==== Source material

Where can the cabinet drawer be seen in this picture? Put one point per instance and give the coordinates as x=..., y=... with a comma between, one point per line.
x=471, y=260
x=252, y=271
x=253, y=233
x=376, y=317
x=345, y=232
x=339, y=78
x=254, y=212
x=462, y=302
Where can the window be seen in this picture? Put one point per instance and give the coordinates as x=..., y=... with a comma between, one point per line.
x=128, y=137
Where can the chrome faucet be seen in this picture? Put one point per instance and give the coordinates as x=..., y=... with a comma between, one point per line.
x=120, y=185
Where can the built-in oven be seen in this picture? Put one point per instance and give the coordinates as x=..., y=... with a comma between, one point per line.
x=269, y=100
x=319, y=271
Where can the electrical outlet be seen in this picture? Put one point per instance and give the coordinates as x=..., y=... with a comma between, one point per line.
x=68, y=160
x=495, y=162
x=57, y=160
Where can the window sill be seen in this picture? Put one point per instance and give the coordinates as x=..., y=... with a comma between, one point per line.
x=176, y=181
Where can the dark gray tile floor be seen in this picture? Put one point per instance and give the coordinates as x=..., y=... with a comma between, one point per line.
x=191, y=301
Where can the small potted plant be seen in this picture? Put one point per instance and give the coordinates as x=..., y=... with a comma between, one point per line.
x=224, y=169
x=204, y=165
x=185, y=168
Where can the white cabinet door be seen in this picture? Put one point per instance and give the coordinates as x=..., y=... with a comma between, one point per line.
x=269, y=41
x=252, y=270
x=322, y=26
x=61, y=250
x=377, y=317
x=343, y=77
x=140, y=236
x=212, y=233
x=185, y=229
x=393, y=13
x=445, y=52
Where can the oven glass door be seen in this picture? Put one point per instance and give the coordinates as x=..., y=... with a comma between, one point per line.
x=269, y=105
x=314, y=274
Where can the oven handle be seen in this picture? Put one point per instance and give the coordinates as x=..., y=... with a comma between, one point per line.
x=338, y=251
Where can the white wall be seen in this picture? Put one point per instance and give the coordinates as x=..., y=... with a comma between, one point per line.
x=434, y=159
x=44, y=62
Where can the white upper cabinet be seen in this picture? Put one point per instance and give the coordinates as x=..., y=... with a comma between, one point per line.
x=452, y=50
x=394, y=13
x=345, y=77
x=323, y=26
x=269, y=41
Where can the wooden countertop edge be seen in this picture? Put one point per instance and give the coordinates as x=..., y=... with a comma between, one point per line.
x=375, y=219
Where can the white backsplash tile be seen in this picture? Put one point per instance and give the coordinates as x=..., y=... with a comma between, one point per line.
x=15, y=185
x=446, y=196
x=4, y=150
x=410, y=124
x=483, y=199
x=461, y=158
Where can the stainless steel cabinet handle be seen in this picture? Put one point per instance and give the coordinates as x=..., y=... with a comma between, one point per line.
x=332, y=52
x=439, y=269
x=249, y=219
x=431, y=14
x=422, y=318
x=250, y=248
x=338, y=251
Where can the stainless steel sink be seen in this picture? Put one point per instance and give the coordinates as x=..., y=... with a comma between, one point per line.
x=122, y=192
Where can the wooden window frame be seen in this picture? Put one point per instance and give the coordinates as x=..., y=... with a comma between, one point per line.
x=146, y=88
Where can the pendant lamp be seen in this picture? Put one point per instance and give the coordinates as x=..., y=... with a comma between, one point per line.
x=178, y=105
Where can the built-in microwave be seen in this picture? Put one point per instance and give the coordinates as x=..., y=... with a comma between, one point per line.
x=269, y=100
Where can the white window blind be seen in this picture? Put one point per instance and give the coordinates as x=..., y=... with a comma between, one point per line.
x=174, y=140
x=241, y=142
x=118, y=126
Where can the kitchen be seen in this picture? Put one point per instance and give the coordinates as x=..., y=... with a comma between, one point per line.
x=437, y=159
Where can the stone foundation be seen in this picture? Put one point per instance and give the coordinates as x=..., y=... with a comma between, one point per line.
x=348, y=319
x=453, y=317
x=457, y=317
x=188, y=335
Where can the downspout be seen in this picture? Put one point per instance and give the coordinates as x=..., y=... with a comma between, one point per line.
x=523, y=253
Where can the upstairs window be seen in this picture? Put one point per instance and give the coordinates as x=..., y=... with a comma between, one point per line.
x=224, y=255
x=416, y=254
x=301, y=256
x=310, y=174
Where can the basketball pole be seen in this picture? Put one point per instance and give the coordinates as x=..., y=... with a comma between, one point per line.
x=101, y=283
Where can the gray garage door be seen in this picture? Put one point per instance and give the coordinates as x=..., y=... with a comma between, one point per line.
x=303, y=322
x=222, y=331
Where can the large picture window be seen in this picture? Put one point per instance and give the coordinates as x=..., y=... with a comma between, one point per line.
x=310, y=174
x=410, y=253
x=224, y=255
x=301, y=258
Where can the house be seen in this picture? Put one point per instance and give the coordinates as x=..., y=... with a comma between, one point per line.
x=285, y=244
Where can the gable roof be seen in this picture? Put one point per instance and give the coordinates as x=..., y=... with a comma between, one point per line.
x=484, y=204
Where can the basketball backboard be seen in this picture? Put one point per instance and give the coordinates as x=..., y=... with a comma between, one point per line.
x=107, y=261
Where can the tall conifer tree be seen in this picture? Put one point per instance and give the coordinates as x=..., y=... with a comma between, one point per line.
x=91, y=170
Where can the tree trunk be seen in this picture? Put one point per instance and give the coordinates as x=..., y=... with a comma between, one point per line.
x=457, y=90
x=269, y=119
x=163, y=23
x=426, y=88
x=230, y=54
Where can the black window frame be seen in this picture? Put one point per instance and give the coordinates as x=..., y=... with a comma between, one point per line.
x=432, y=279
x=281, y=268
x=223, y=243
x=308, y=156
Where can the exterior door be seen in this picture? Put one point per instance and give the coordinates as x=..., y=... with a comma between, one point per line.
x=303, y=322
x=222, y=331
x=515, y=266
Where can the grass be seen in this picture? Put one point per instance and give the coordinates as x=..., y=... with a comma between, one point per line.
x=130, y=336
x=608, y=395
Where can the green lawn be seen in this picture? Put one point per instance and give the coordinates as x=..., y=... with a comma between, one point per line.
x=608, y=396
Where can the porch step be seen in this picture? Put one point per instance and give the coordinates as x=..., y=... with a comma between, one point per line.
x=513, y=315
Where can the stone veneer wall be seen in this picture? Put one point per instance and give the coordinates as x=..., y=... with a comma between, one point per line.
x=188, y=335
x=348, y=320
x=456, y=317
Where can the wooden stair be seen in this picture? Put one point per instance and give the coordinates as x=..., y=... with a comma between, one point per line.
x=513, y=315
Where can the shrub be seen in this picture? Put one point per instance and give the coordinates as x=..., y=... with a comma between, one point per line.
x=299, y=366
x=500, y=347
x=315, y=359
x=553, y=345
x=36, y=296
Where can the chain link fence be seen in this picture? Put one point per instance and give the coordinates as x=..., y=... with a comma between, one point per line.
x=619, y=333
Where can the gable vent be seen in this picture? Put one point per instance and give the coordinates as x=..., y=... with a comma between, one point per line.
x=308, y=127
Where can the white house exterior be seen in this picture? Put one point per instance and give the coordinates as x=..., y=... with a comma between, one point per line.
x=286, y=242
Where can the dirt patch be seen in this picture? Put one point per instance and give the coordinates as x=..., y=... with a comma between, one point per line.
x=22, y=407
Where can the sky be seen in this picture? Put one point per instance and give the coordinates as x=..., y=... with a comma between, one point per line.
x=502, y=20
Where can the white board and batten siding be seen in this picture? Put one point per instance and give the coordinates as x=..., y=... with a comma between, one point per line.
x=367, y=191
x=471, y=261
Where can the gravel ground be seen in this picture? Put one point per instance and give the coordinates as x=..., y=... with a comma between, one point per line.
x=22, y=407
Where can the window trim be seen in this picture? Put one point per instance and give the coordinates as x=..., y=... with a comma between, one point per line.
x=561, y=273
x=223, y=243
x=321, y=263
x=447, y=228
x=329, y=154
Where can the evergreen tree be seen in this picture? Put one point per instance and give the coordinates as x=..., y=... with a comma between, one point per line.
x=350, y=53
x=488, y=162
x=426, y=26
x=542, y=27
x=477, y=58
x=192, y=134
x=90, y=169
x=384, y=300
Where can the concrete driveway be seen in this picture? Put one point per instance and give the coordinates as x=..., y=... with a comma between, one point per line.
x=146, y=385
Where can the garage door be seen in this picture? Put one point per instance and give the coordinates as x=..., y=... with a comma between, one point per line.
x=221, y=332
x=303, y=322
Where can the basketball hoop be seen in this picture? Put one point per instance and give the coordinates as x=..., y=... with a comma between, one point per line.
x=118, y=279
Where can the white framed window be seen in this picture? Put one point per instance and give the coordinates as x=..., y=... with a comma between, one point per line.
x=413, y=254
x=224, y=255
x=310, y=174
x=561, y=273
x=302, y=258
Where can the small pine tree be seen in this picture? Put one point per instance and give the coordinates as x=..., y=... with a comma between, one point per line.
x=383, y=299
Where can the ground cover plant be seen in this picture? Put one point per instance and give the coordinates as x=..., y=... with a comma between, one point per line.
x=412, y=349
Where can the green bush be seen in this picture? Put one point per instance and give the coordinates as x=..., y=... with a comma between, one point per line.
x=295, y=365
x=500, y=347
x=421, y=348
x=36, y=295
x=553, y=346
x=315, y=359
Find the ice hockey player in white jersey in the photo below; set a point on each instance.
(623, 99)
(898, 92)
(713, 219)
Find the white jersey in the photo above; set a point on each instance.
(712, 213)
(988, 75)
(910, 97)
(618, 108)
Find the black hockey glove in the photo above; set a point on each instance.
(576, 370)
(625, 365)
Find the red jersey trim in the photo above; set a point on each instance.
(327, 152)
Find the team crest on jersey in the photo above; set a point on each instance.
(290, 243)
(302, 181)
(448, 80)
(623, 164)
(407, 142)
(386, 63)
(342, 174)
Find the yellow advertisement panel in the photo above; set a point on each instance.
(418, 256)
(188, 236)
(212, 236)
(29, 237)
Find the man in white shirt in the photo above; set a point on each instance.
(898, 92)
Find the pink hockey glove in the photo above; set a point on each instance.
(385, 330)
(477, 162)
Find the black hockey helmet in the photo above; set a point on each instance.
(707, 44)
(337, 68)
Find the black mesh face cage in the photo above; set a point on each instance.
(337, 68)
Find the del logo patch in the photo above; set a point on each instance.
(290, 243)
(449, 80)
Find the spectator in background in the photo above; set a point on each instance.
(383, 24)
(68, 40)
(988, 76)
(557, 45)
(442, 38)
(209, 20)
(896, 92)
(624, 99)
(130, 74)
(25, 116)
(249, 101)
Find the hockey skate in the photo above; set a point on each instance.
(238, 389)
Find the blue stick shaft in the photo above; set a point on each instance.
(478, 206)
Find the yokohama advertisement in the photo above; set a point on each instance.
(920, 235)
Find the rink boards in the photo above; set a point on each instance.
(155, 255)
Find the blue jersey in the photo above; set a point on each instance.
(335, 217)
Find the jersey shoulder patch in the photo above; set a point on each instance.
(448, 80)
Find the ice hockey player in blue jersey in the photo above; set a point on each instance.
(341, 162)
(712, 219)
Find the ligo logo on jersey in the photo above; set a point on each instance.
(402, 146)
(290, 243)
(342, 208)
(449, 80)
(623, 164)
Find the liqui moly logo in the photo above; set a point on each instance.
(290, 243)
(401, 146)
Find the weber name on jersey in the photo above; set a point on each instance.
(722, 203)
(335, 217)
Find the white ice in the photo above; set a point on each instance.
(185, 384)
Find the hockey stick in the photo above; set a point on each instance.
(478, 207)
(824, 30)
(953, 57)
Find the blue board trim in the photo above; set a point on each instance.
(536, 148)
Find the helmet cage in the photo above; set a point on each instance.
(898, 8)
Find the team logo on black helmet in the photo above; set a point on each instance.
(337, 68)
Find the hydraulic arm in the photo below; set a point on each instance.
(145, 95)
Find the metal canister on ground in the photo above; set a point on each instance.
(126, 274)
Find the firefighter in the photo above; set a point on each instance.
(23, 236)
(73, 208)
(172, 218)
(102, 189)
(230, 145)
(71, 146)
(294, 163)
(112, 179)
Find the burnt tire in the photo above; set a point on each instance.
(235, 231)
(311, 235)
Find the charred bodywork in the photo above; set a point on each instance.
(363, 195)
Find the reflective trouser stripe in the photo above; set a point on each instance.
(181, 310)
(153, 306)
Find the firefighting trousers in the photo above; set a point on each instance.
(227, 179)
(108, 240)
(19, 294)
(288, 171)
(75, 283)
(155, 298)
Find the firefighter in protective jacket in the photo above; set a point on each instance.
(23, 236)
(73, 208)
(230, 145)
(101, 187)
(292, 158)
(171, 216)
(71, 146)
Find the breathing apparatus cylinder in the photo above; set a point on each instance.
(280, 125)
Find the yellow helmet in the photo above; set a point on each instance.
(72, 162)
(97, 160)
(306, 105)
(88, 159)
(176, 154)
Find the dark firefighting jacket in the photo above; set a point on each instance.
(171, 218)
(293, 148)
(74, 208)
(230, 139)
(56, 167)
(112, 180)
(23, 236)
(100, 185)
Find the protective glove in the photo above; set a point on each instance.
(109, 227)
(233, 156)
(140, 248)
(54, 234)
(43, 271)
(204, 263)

========

#### [Your instructions]
Only the lines from the one with "Find the dark" through the last line above should be restated, word for word.

#### [Reply to the exercise]
Find the dark firefighting jacket in the photo above; set a point on each instance.
(171, 218)
(293, 148)
(74, 208)
(230, 139)
(56, 167)
(112, 180)
(23, 236)
(100, 185)
Find the protective glove in the photo above; set a point on each instance.
(109, 227)
(233, 156)
(140, 248)
(54, 234)
(43, 271)
(204, 263)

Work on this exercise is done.